---- Source material

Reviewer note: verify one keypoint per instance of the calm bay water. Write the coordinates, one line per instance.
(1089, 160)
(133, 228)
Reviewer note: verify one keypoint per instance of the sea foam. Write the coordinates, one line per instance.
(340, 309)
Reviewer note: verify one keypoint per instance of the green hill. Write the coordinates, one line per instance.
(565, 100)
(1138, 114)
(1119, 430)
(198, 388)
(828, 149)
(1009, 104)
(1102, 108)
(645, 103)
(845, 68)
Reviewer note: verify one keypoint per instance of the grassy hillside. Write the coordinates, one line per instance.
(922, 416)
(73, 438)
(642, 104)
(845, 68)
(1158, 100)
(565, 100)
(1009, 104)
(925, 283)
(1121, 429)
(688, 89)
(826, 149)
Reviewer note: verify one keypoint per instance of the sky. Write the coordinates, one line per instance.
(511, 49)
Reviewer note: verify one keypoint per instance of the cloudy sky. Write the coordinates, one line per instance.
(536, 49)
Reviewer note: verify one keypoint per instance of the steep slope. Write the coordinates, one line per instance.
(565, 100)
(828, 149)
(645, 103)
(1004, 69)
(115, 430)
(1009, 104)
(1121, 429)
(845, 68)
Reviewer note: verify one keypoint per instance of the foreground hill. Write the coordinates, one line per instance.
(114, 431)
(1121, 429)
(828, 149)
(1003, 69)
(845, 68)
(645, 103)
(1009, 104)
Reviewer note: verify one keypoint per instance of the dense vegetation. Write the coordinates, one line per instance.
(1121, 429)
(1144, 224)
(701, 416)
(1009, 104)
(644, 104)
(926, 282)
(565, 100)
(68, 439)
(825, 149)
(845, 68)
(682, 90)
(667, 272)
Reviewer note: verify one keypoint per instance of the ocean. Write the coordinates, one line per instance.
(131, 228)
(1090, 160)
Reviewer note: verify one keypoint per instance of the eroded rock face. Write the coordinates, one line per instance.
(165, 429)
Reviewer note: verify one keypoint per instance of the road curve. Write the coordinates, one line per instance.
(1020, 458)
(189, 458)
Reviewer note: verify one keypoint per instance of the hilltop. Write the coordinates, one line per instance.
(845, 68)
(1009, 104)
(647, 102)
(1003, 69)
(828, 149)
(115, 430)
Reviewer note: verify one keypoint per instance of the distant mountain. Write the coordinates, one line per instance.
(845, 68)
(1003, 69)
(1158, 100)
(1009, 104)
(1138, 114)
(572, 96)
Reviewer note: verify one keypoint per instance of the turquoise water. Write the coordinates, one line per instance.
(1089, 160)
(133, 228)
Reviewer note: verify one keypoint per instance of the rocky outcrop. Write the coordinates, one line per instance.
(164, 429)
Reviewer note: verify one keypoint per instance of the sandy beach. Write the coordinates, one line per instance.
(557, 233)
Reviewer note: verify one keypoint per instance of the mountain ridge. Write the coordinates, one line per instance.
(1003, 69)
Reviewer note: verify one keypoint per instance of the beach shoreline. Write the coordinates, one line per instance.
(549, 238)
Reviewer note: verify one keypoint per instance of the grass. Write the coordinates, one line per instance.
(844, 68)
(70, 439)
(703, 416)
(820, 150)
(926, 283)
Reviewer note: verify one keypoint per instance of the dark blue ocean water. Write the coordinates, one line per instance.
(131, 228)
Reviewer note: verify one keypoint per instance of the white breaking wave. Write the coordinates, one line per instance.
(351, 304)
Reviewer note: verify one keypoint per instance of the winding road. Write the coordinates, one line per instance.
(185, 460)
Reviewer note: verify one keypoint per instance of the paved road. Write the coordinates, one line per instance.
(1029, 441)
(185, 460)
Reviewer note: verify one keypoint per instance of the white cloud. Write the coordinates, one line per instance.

--------
---- Source material

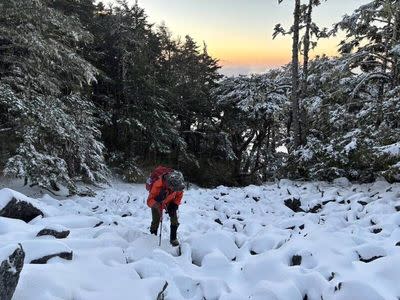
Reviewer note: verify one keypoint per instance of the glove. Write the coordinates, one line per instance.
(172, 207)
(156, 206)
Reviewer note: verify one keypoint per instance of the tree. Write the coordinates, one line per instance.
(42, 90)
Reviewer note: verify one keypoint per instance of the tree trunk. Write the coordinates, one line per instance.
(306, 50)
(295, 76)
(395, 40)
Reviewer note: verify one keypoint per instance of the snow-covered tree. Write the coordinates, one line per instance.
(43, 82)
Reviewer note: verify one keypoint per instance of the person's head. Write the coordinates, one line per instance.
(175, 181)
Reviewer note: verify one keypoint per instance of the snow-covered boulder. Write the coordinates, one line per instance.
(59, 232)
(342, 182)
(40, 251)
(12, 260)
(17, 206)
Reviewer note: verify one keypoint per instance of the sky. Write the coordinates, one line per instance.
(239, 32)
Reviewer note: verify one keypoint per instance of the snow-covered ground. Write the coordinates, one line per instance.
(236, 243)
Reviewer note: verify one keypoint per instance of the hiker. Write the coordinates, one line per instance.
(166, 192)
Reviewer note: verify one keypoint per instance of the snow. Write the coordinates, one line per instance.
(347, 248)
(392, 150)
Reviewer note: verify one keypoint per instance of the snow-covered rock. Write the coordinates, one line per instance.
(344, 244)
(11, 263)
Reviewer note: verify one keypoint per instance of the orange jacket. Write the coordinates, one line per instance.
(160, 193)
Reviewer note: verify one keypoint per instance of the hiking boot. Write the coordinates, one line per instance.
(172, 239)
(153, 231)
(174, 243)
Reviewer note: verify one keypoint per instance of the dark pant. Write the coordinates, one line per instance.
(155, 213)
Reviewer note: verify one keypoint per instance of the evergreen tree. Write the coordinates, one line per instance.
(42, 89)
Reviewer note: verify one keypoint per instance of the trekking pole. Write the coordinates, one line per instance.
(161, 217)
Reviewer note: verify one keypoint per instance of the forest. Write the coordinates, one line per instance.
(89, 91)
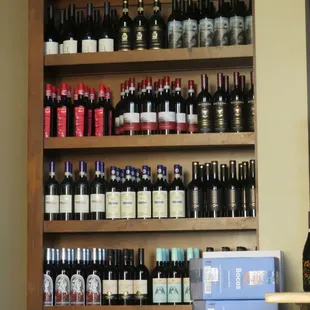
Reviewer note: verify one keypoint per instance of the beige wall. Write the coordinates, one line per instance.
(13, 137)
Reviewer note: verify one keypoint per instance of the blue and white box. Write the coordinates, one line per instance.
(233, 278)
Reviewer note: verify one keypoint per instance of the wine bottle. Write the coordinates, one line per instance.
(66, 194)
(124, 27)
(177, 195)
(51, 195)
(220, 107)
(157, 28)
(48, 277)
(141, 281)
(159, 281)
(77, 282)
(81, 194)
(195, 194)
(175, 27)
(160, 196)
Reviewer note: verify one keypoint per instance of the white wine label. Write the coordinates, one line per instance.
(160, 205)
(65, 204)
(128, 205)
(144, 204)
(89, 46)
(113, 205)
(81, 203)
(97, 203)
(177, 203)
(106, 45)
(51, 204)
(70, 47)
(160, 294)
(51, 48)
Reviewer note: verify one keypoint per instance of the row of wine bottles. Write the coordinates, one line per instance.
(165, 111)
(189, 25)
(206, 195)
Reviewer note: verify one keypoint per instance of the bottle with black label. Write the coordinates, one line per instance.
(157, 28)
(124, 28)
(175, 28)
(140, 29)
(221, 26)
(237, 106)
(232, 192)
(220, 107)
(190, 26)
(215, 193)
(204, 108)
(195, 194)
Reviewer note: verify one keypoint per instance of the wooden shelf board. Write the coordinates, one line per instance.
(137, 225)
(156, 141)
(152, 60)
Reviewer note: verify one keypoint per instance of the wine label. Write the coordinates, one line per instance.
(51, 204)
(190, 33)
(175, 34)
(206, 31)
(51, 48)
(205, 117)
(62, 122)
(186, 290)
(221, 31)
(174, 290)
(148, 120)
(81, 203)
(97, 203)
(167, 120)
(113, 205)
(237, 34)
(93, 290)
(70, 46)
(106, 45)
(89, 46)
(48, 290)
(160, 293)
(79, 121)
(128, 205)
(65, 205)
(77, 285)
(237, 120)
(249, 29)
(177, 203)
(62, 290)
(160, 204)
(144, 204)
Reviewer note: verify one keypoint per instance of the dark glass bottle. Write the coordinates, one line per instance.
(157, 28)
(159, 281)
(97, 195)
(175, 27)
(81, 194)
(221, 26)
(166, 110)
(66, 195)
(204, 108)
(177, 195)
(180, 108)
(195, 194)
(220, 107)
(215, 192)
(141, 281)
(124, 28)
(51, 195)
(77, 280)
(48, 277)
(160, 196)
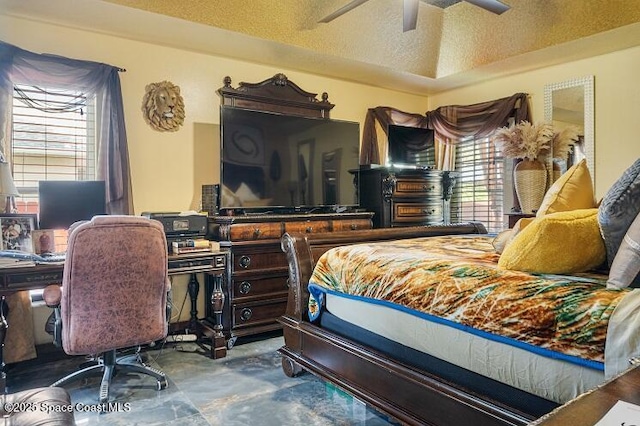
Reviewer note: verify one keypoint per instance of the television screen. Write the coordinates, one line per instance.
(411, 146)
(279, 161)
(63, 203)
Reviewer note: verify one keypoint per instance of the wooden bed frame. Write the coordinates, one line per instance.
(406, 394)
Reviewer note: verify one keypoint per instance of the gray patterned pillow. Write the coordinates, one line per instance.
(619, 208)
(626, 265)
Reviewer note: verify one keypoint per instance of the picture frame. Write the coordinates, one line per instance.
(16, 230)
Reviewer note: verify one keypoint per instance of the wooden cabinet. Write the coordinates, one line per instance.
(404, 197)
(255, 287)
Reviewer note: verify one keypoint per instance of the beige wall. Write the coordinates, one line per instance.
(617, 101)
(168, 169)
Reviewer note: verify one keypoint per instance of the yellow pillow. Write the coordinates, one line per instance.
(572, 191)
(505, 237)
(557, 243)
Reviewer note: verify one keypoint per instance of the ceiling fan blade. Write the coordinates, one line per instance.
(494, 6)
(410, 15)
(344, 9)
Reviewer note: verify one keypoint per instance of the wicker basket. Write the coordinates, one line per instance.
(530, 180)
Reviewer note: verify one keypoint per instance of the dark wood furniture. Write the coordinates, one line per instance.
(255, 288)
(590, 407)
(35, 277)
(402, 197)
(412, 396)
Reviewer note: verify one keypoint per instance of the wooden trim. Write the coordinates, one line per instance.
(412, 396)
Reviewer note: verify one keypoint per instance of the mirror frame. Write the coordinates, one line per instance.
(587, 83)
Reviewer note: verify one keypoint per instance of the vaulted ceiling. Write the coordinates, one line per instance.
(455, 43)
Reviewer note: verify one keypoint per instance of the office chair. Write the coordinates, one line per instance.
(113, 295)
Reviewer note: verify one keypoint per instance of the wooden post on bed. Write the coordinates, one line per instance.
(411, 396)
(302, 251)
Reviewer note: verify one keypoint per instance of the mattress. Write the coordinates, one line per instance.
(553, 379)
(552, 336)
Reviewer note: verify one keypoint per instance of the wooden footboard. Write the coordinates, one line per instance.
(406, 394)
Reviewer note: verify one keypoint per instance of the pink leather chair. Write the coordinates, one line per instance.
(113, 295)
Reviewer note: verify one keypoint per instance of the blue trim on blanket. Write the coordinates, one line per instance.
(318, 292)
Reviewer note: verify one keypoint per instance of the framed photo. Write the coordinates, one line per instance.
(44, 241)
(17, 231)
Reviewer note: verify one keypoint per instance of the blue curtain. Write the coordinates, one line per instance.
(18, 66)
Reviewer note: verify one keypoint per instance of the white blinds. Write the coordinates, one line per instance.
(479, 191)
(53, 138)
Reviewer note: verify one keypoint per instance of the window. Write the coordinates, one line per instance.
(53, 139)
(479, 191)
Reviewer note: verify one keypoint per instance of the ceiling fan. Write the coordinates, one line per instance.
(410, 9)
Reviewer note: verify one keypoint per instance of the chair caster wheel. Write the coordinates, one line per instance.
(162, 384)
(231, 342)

--------

[Challenge]
Identify every line in the entries above that contains the string "ceiling", and copy each of those lines in full. Case counts.

[Expected answer]
Reviewer note: verify one keypoint per instance of the ceiling fan blade. Write the coordinates, one line per instance.
Reviewer note: verify one keypoint per instance of the vaulted ceiling. Write the coordinates, one line per instance.
Reviewer note: verify one keypoint per instance of the ceiling fan. Write the coordinates, one line per instance.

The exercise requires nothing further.